# ACTION ITEM:
Quote all of the entries word for word.
------------------------------
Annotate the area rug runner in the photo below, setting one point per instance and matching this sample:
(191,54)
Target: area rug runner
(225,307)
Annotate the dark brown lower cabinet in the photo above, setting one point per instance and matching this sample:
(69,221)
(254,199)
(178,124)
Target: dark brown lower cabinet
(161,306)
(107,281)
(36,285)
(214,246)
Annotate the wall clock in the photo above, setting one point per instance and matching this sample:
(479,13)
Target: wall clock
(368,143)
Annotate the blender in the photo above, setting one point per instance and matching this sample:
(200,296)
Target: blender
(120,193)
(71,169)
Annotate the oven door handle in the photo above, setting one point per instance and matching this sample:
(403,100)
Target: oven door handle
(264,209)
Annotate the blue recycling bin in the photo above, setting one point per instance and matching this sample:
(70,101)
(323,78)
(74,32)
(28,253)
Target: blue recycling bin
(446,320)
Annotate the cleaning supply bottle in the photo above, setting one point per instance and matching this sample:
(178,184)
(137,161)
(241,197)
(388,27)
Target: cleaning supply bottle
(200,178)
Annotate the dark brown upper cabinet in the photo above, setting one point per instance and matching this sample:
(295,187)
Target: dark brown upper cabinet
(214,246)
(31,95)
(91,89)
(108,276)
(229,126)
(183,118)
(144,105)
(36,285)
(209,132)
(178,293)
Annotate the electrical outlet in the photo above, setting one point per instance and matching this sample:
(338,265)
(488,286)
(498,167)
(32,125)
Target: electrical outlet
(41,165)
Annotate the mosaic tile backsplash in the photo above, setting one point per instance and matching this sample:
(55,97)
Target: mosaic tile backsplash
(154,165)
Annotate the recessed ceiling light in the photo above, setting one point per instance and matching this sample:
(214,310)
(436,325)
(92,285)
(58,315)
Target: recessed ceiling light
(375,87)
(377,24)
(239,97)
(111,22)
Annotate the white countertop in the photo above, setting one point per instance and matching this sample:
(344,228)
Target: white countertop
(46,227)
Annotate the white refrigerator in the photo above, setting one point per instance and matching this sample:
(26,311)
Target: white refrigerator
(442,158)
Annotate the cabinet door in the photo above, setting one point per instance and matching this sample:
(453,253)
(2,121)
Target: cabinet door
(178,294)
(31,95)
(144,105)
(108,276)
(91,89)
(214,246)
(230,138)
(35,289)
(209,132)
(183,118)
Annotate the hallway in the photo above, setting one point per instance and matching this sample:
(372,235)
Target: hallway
------------------------------
# WRITTEN RESPONSE:
Annotate the area rug runner in the photo below, setting one point per instance and matching this sample:
(191,54)
Target: area rug runner
(225,307)
Annotate the dark brown lower cabinet in the photo above, setting one point per instance and matching this sample:
(69,221)
(254,199)
(178,124)
Target: dark brown lower cabinet
(161,306)
(107,281)
(36,285)
(214,246)
Annotate the wall clock in the photo above, setting one point per instance and matching this sample:
(479,13)
Target: wall clock
(368,143)
Annotate the blender in the photo above, setting one point per instance and matching this sample:
(200,296)
Target: blender
(120,193)
(71,169)
Annotate the oven door handle in the photo above, setting one point per instance and matching this sample:
(403,100)
Target: oven door handle
(264,209)
Annotate the blue recycling bin in the photo above, setting one point per instance and matching this sample:
(70,101)
(323,78)
(74,32)
(28,253)
Target: blue recycling bin
(446,320)
Annotate the cleaning supply bottle in the photo above, setting one point per instance and matching this sample:
(178,184)
(137,161)
(241,197)
(388,27)
Target: cleaning supply bottle
(200,178)
Annotate the dark brown upper cabinet in the photo above, setting one point per instance and matching this sample:
(295,187)
Target: dark brown upper cabinet
(214,246)
(31,95)
(91,89)
(108,276)
(229,126)
(183,118)
(144,105)
(36,285)
(209,132)
(178,293)
Annotate the electrical outlet in the photo above, setting one point per instance and matching this sample:
(338,265)
(488,286)
(498,167)
(32,125)
Target: electrical outlet
(41,165)
Annotate the mosaic tile backsplash in the photo above, setting one point per instance and matching this sample:
(55,97)
Target: mosaic tile backsplash
(154,165)
Annotate the recessed ceiling light in the photo above, setting one point per instance and matching this sample:
(214,310)
(436,325)
(92,285)
(58,315)
Target: recessed ceiling light
(375,87)
(377,24)
(239,97)
(111,22)
Annotate the white countertop in the photo above, setting one point per instance and matching this sample:
(344,228)
Target: white countertop
(46,227)
Annotate the white refrigerator in the photo above, setting one point per instance and matching this sample:
(26,311)
Target: white refrigerator
(442,158)
Annotate the cabinet door in the photo above, setting one point per instance and matching this sample:
(453,253)
(2,121)
Target: cabinet door
(178,294)
(31,95)
(144,105)
(108,276)
(91,89)
(214,246)
(230,138)
(35,289)
(209,132)
(183,118)
Annotate the hallway in the photo above, setting one point per instance and matching this sample:
(372,235)
Target: hallway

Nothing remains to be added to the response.